**MATERIAL FOR THIS TASK:**
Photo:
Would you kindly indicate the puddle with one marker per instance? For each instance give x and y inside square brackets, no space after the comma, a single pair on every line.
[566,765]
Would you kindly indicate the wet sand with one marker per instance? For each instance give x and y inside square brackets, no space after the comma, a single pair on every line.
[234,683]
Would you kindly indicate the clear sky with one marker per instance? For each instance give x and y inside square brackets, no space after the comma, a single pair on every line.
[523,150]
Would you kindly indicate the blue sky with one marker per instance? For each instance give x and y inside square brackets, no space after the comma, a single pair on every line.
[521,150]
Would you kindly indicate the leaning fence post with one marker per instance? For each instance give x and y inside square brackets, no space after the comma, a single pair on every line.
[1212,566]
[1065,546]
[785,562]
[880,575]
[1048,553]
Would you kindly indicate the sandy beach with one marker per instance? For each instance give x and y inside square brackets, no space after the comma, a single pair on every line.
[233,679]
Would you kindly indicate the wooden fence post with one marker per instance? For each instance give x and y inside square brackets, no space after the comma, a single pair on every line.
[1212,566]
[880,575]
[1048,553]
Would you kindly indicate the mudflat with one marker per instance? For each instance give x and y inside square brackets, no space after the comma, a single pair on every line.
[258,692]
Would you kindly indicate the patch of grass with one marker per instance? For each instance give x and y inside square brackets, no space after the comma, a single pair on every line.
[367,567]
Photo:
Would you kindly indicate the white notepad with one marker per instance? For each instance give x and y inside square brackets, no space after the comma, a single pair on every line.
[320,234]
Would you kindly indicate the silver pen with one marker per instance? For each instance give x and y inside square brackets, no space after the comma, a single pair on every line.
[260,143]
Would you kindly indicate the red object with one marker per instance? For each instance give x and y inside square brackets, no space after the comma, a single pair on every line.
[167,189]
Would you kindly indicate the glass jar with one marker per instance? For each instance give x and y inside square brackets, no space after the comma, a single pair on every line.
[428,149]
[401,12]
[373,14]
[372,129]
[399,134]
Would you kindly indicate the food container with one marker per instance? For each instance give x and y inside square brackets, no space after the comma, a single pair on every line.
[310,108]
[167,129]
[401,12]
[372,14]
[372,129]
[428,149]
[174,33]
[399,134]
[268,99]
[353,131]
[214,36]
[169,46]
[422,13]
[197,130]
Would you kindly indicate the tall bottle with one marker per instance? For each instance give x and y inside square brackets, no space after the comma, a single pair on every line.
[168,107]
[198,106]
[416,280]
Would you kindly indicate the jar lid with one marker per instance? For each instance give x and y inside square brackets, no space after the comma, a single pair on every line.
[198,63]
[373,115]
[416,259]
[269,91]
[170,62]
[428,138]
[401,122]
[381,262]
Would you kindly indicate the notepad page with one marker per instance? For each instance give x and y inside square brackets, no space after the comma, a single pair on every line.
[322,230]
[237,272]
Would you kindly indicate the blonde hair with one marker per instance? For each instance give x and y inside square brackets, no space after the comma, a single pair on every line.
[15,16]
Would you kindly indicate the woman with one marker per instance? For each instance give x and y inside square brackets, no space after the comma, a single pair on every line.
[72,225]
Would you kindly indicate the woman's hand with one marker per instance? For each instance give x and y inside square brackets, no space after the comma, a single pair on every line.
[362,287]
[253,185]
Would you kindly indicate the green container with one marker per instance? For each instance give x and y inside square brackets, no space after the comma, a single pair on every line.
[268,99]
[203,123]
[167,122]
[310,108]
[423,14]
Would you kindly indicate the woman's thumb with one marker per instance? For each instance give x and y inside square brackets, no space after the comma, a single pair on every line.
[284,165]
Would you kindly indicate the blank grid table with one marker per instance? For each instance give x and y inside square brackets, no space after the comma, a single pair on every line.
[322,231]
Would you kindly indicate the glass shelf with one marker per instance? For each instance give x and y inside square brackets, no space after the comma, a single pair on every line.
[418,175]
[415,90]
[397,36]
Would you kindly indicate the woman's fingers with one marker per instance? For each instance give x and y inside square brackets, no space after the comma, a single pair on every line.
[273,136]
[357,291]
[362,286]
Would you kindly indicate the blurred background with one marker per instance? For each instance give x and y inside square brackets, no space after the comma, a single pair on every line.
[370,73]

**EXERCISE AIM:** Edit the records starting at the line that contains "Would you kindly indicate the blurred" and ending at the end of the records: replace "background" with "backdrop", leave everything else unchanged, and give back only those lines.

**ANSWER TO THIS PROBLEM:**
Would you kindly indicate the blurred backdrop with one marker per instance? For each instance give x and y inside square brackets, no space after the comma, a single pair on every line.
[370,73]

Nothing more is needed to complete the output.